Data drawn from a collection:
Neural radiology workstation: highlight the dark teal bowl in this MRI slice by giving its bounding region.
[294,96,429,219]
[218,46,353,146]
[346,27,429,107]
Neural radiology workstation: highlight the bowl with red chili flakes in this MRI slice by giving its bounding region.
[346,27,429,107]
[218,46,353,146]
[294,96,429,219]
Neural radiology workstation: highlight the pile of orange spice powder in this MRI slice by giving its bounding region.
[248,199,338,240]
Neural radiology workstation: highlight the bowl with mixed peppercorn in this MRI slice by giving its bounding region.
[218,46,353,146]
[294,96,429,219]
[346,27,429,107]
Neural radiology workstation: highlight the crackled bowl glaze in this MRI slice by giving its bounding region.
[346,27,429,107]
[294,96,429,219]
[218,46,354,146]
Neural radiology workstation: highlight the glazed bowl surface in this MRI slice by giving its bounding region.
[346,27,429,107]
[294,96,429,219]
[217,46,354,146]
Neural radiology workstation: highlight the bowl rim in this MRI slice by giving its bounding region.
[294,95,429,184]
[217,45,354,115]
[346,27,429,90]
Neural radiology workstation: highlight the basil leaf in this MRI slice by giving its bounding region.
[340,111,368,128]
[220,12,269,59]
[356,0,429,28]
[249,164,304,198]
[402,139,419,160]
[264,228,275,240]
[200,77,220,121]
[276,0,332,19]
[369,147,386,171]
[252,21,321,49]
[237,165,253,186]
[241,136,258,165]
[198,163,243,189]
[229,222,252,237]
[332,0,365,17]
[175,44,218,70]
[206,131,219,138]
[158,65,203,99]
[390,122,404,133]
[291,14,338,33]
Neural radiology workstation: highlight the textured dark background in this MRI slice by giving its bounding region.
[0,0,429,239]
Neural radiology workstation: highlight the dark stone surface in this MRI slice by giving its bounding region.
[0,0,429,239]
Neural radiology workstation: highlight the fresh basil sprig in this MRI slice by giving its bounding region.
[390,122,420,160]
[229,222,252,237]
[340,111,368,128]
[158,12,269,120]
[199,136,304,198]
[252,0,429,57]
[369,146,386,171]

#### [SHORT PROBLEM]
Convert the listing above into a Markdown table with the columns "No." and "Line," giving each non-blank line its own numbered row.

#### [IN RESPONSE]
| No. | Line |
|---|---|
| 1 | Neural radiology workstation: highlight the dark teal bowl in this MRI slice by giving its bounding region. |
| 2 | [294,96,429,219] |
| 3 | [218,46,353,146] |
| 4 | [346,27,429,107] |
| 5 | Neural radiology workstation: highlight the bowl with red chili flakes in this MRI slice by giving its bounding region. |
| 6 | [346,27,429,107] |
| 7 | [218,46,353,146] |
| 8 | [294,96,429,219] |
| 9 | Neural radiology workstation: highlight the pile of orange spice powder in this MRI slice by giving its bounding region. |
| 10 | [248,199,338,240] |
| 11 | Neural radiology workstation: highlight the bowl with mixed peppercorn in this MRI slice by giving its bounding region. |
| 12 | [218,46,353,146] |
| 13 | [294,96,429,219] |
| 14 | [346,27,429,107] |
| 15 | Neural radiology workstation: highlight the crackled bowl glaze in this MRI slice by giving its bounding region. |
| 16 | [346,27,429,107] |
| 17 | [294,96,429,219] |
| 18 | [218,46,354,146] |
| 19 | Neural radiology workstation: highlight the glazed bowl surface in this MRI slice by giving its bounding region. |
| 20 | [346,27,429,107] |
| 21 | [294,96,429,219] |
| 22 | [217,46,354,146] |
| 23 | Neural radiology workstation: highlight the bowl rim in this MRI slice by giving its bounding region. |
| 24 | [294,95,429,184] |
| 25 | [217,45,354,115] |
| 26 | [346,27,429,90] |
| 27 | Neural radiology workstation: highlight the basil leaf in this MRI slice by giving its bounding region. |
| 28 | [340,111,368,128] |
| 29 | [220,12,269,59] |
| 30 | [356,0,429,28] |
| 31 | [249,164,304,198] |
| 32 | [402,139,419,160] |
| 33 | [264,228,275,240] |
| 34 | [200,77,220,121] |
| 35 | [276,0,332,19] |
| 36 | [369,147,386,171] |
| 37 | [252,21,321,49] |
| 38 | [237,165,253,186] |
| 39 | [241,136,258,165] |
| 40 | [198,163,243,189] |
| 41 | [229,222,252,237] |
| 42 | [332,0,365,17] |
| 43 | [175,44,218,70] |
| 44 | [206,131,219,138] |
| 45 | [158,65,203,99] |
| 46 | [390,122,404,133] |
| 47 | [291,14,338,33] |
| 48 | Neural radiology workstation: highlight the textured dark background in this MRI slice by giving its bounding region. |
| 49 | [0,0,429,239] |
| 50 | Neural radiology workstation: highlight the dark stone surface in this MRI slice by giving its bounding region. |
| 51 | [0,0,429,239] |
| 52 | Neural radiology workstation: highlight the fresh basil sprig in this MRI slice by giving its bounding region. |
| 53 | [390,122,420,160] |
| 54 | [229,222,252,237] |
| 55 | [340,111,368,128] |
| 56 | [158,12,269,120] |
| 57 | [199,136,304,198] |
| 58 | [252,0,429,57] |
| 59 | [369,146,386,171] |